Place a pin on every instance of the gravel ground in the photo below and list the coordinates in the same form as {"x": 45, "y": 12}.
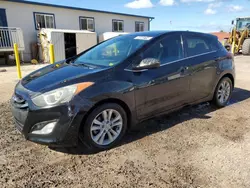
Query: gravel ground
{"x": 197, "y": 146}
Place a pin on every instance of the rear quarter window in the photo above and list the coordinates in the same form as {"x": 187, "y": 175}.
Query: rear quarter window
{"x": 196, "y": 45}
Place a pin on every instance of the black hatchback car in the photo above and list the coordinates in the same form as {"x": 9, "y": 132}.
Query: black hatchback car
{"x": 102, "y": 92}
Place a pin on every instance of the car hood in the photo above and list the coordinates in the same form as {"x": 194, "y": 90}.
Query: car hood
{"x": 56, "y": 74}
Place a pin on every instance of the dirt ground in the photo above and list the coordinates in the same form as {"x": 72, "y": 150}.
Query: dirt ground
{"x": 195, "y": 147}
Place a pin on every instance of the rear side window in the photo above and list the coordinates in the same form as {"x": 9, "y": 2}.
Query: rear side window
{"x": 196, "y": 45}
{"x": 166, "y": 50}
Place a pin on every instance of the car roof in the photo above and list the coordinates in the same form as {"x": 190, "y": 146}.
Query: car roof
{"x": 158, "y": 33}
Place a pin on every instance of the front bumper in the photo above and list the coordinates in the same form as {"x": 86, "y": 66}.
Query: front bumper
{"x": 68, "y": 118}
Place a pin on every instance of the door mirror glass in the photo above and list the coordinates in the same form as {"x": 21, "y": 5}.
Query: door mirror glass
{"x": 148, "y": 63}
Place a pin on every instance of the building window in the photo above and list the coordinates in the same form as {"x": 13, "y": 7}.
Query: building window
{"x": 43, "y": 20}
{"x": 139, "y": 26}
{"x": 118, "y": 26}
{"x": 87, "y": 23}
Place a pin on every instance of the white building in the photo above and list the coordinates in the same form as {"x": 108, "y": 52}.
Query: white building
{"x": 29, "y": 16}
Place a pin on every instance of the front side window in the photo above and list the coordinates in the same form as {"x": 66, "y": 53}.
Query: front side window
{"x": 197, "y": 45}
{"x": 166, "y": 50}
{"x": 139, "y": 26}
{"x": 44, "y": 20}
{"x": 243, "y": 23}
{"x": 118, "y": 25}
{"x": 113, "y": 51}
{"x": 87, "y": 24}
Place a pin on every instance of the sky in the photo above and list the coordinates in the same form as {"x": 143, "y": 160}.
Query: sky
{"x": 196, "y": 15}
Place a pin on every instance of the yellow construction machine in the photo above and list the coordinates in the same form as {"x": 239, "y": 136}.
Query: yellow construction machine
{"x": 239, "y": 40}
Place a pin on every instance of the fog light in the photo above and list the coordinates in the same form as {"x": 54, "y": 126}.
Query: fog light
{"x": 47, "y": 129}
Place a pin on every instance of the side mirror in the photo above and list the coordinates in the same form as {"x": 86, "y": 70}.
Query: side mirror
{"x": 148, "y": 63}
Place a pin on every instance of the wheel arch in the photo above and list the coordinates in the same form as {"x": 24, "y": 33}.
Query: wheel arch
{"x": 110, "y": 100}
{"x": 230, "y": 76}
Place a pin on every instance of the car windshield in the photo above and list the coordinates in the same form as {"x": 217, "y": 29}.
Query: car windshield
{"x": 113, "y": 51}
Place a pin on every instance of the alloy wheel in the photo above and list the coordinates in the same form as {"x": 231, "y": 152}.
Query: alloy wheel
{"x": 224, "y": 91}
{"x": 106, "y": 127}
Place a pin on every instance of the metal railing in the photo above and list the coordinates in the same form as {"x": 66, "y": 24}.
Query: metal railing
{"x": 9, "y": 36}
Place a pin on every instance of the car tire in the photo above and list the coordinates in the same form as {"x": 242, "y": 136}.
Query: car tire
{"x": 96, "y": 126}
{"x": 223, "y": 92}
{"x": 246, "y": 47}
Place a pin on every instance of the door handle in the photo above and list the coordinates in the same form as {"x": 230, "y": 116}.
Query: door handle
{"x": 183, "y": 69}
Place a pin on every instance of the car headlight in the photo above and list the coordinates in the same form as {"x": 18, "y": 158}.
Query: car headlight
{"x": 60, "y": 95}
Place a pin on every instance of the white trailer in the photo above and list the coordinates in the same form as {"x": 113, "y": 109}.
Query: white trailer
{"x": 67, "y": 43}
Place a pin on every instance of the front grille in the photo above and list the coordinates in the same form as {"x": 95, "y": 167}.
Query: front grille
{"x": 19, "y": 101}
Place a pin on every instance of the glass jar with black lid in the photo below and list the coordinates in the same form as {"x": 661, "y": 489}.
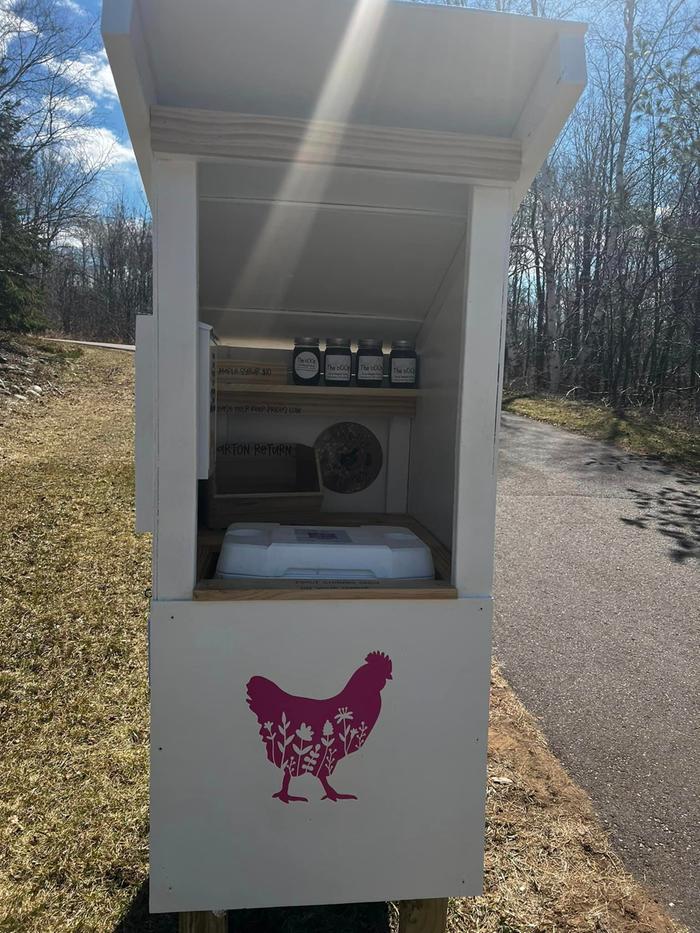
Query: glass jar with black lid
{"x": 370, "y": 364}
{"x": 306, "y": 361}
{"x": 338, "y": 361}
{"x": 403, "y": 365}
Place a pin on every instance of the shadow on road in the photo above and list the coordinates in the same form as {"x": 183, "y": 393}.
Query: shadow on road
{"x": 673, "y": 512}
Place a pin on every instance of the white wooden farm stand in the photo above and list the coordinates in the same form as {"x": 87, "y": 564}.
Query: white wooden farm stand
{"x": 334, "y": 168}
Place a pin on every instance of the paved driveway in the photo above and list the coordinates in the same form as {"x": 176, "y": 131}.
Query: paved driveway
{"x": 598, "y": 629}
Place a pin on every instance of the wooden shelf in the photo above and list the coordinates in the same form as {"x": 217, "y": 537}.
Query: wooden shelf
{"x": 293, "y": 399}
{"x": 209, "y": 545}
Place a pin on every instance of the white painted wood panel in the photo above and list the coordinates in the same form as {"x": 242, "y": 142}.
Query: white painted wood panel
{"x": 295, "y": 258}
{"x": 219, "y": 839}
{"x": 398, "y": 456}
{"x": 145, "y": 422}
{"x": 426, "y": 66}
{"x": 344, "y": 186}
{"x": 175, "y": 300}
{"x": 433, "y": 440}
{"x": 205, "y": 399}
{"x": 487, "y": 253}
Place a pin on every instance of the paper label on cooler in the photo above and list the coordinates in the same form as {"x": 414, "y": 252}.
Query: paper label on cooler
{"x": 306, "y": 365}
{"x": 370, "y": 367}
{"x": 403, "y": 371}
{"x": 337, "y": 368}
{"x": 314, "y": 535}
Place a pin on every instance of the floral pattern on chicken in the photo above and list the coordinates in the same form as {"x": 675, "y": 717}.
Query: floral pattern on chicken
{"x": 303, "y": 736}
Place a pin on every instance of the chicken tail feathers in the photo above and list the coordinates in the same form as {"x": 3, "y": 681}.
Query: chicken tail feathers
{"x": 266, "y": 700}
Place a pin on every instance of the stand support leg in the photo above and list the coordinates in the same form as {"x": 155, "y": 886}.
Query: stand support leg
{"x": 204, "y": 922}
{"x": 423, "y": 916}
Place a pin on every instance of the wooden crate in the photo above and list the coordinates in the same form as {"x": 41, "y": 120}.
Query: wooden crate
{"x": 265, "y": 481}
{"x": 231, "y": 372}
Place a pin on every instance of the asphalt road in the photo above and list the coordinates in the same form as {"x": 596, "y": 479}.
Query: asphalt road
{"x": 598, "y": 630}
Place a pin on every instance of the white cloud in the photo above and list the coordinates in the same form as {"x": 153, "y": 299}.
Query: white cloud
{"x": 74, "y": 7}
{"x": 74, "y": 107}
{"x": 92, "y": 73}
{"x": 100, "y": 146}
{"x": 12, "y": 25}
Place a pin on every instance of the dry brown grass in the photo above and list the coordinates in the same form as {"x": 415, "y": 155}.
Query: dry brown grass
{"x": 634, "y": 430}
{"x": 74, "y": 726}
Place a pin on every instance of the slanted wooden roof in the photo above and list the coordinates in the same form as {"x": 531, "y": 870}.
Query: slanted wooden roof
{"x": 364, "y": 122}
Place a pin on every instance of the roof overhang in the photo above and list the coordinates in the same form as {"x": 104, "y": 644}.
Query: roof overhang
{"x": 381, "y": 85}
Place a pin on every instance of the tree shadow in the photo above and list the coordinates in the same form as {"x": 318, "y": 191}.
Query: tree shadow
{"x": 674, "y": 512}
{"x": 338, "y": 918}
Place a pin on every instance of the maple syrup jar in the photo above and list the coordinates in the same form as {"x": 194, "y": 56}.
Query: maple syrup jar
{"x": 403, "y": 365}
{"x": 370, "y": 364}
{"x": 338, "y": 361}
{"x": 306, "y": 362}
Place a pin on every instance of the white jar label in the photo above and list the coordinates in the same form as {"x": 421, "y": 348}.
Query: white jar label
{"x": 370, "y": 367}
{"x": 306, "y": 365}
{"x": 338, "y": 368}
{"x": 403, "y": 371}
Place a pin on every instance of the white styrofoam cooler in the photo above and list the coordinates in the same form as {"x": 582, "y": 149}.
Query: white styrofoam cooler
{"x": 309, "y": 552}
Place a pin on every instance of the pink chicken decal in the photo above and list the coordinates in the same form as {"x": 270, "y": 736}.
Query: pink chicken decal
{"x": 305, "y": 736}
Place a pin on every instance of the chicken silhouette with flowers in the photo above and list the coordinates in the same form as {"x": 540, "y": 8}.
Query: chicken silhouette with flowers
{"x": 305, "y": 736}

◆ ◆ ◆ ◆ ◆ ◆ ◆

> _The task_
Look through the material and report how many of its lines hold the string "below", giving the number only.

> _Completed task_
2